为什么我无法使用 GitHub Actions 连接到 MongoDB Atlas?
我想创建一个工作流,每天在预定的时间自动从 Google Play 商店抓取应用评论,并将其存储在 MongoDB Atlas 中的收藏中。因此,首先,我创建了一个名为
scraping_daily.py
的 Python 脚本,它将抓取 5,000 条新评论并过滤掉之前收集的任何评论。当我对其进行测试并手动运行它时,该脚本运行良好。以下是该脚本的样子:
# Import libraries
import numpy as np
import pandas as pd
from google_play_scraper import Sort, reviews, reviews_all, app
from pymongo import MongoClient
# Create a connection to MongoDB
client = MongoClient("mongodb+srv://<MY_USERNAME>:<MY_PASSWORD>@project1.lpu4kvx.mongodb.net/?retryWrites=true&w=majority")
db = client["vidio"]
collection = db["google_play_store_reviews"]
# Load the data from MongoDB
df = pd.DataFrame(list(collection.find()))
df = df.drop("_id", axis=1)
df = df.sort_values("at", ascending=False)
# Collect 5000 new reviews
result = reviews(
"com.vidio.android",
lang="id",
country="id",
sort=Sort.NEWEST,
count=5000
)
new_reviews = pd.DataFrame(result[0])
new_reviews = new_reviews.fillna("empty")
# Filter the scraped reviews to exclude any that were previously collected
common = new_reviews.merge(df, on=["reviewId", "userName"])
new_reviews_sliced = new_reviews[(~new_reviews.reviewId.isin(common.reviewId)) & (~new_reviews.userName.isin(common.userName))]
# Update MongoDB with any new reviews that were not previously scraped
if len(new_reviews_sliced) > 0:
new_reviews_sliced_dict = new_reviews_sliced.to_dict("records")
batch_size = 1_000
num_records = len(new_reviews_sliced_dict)
num_batches = num_records // batch_size
if num_records % batch_size != 0:
num_batches += 1
for i in range(num_batches):
start_idx = i * batch_size
end_idx = min(start_idx + batch_size, num_records)
batch = new_reviews_sliced_dict[start_idx:end_idx]
if batch:
collection.insert_many(batch)
接下来,我想使用 GitHub Actions 来安排我的脚本。就像我遵循 YouTube 教程一样,我在
.github/workflows
文件夹中创建了一个
actions.yml
文件。以下是 YAML 文件的样子:
name: Scraping Google Play Reviews
on:
schedule:
- cron: 50 16 * * * # At 16:50 every day
jobs:
build:
runs-on: ubuntu-latest
steps:
- name: check out the repository content
uses: actions/checkout@v2
- name: set up python
uses: actions/setup-python@v4
with:
python-version: '3.10'
- name: install requirements
run:
python -m pip install --upgrade pip
pip install -r requirements.txt
- name: execute the script
run: python -m scraping_daily.py
但是,它在执行我的脚本时总是会抛出错误。错误消息是:
Traceback (most recent call last):
File "/opt/hostedtoolcache/Python/3.10.10/x64/lib/python3.10/runpy.py", line 187, in _run_module_as_main
mod_name, mod_spec, code = _get_module_details(mod_name, _Error)

---

> 任务要求:
1 - 请把记录中从含有“Could you please indicate the arid”的那一行起、到含有“(1084, 506)”的那一行为止(两端都算在内)的各行原样抄写出来。
2 - 请从这篇讲 GitHub Actions 连不上 MongoDB Atlas 的帖子停下的地方往下续写。
上面的帖子和下面的记录出自不同来源。

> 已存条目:
---

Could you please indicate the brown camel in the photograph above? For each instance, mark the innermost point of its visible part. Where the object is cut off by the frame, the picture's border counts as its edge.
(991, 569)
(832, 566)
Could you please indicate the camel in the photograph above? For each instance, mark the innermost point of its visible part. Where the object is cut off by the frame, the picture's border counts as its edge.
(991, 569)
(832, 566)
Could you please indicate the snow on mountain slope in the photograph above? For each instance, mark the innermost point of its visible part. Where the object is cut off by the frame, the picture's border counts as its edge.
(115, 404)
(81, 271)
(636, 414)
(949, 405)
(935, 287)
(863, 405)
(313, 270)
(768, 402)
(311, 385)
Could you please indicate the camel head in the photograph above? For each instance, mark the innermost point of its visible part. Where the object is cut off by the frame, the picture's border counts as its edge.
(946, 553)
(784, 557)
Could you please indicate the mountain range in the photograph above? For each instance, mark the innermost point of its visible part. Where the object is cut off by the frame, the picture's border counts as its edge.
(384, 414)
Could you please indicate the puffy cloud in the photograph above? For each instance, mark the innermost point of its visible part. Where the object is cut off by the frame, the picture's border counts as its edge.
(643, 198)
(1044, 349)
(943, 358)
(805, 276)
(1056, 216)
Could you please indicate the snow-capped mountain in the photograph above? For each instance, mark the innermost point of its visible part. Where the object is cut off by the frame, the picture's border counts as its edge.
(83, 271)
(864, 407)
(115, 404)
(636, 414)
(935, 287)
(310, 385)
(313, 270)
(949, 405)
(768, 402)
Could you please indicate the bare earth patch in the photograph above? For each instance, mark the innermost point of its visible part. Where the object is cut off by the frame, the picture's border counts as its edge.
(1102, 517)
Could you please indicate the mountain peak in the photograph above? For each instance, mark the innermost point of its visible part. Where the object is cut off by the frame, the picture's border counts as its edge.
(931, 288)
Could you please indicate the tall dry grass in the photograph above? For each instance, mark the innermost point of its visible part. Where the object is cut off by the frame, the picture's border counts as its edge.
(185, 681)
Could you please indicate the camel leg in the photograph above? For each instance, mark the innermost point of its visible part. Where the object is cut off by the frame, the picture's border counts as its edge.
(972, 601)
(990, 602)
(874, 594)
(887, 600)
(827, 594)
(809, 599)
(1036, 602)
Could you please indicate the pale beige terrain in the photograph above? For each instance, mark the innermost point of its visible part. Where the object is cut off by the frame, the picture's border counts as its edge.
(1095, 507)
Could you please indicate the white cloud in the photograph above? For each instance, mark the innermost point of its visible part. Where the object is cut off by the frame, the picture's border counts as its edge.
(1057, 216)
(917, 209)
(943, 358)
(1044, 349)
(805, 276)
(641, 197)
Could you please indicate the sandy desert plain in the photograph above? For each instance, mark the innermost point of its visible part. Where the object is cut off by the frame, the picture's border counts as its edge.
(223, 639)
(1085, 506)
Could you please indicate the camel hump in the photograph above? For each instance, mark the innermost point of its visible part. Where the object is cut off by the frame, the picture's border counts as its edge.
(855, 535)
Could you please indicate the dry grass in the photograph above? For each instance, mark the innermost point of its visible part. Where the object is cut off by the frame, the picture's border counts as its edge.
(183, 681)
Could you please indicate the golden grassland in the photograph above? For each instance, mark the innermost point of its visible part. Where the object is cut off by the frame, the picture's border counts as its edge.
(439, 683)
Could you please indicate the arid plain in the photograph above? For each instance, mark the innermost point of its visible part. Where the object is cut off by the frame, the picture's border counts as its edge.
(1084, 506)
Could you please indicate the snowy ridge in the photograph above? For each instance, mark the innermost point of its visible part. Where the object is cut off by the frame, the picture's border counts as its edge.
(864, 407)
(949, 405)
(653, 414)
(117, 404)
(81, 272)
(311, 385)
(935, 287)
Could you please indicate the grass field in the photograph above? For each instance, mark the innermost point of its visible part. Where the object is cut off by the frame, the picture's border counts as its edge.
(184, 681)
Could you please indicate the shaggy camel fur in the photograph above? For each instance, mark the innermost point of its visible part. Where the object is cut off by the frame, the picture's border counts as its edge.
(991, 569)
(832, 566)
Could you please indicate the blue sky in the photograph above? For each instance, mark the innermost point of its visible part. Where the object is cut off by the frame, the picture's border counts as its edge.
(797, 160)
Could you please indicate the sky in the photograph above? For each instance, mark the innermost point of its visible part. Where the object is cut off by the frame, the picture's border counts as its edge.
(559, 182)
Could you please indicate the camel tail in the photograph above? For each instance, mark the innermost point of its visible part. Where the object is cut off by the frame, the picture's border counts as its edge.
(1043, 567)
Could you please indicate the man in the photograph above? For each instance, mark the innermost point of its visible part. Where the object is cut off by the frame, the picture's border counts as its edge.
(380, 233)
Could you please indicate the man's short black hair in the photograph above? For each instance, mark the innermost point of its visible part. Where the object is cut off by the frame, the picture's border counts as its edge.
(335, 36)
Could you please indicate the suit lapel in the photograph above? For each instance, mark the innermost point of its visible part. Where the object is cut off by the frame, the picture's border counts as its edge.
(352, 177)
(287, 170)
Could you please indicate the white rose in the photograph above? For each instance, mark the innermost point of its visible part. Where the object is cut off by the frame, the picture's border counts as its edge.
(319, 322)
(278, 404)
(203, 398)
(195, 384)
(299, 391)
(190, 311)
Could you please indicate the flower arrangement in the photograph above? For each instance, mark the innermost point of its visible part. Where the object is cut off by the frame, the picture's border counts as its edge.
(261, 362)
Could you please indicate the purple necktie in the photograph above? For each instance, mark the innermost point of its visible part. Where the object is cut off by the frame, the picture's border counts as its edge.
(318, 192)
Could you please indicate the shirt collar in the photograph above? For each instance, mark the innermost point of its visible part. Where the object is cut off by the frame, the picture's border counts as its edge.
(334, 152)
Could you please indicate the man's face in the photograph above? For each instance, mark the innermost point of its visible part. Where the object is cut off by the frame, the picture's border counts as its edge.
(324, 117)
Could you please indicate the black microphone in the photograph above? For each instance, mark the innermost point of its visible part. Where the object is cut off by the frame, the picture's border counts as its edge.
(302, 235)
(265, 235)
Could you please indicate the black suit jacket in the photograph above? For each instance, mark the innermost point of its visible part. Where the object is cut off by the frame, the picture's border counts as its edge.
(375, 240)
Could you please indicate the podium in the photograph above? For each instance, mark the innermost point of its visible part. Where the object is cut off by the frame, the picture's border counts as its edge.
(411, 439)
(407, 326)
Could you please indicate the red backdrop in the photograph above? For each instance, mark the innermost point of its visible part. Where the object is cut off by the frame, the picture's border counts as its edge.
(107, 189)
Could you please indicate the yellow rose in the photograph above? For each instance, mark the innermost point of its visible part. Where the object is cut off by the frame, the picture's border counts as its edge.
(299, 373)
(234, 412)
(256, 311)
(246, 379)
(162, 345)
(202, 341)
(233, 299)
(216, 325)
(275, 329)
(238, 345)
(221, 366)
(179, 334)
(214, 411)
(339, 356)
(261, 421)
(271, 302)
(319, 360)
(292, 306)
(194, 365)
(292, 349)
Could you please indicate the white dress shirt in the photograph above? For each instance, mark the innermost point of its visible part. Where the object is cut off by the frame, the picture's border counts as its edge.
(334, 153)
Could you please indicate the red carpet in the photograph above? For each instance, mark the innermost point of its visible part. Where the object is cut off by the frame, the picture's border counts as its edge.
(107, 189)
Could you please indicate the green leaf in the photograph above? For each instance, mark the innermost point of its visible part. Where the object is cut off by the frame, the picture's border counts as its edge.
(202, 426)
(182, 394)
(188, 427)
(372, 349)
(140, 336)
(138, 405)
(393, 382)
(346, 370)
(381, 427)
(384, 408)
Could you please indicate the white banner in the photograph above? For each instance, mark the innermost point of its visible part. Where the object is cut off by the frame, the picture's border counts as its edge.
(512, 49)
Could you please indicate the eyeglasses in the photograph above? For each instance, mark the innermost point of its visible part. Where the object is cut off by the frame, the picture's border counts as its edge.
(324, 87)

---

> 任务答案:
1 -
Could you please indicate the arid plain in the photograph above? For each instance, mark the innermost point of its visible part. Where the object is cut off by the frame, the picture's border counts as its edge.
(1084, 506)

2 -
File "/opt/hostedtoolcache/Python/3.10.10/x64/lib/python3.10/runpy.py", line 110, in _get_module_details
__import__(pkg_name)
File "/home/runner/work/vidio_google_play_store_reviews/vidio_google_play_store_reviews/scraping_daily.py", line 16, in <module>
df = pd.DataFrame(list(collection.find()))
File "/opt/hostedtoolcache/Python/3.10.10/x64/lib/python3.10/site-packages/pymongo/cursor.py", line 1248, in next
if len(self.__data) or self._refresh():
File "/opt/hostedtoolcache/Python/3.10.10/x64/lib/python3.10/site-packages/pymongo/cursor.py", line 1139, in _refresh
self.__session = self.__collection.database.client._ensure_session()
File "/opt/hostedtoolcache/Python/3.10.10/x64/lib/python3.10/site-packages/pymongo/mongo_client.py", line 1740, in _ensure_session
return self.__start_session(True, causal_consistency=False)
File "/opt/hostedtoolcache/Python/3.10.10/x64/lib/python3.10/site-packages/pymongo/mongo_client.py", line 1685, in __start_session
self._topology._check_implicit_session_support()
File "/opt/hostedtoolcache/Python/3.10.10/x64/lib/python3.10/site-packages/pymongo/topology.py", line 538, in _check_implicit_session_support
self._check_session_support()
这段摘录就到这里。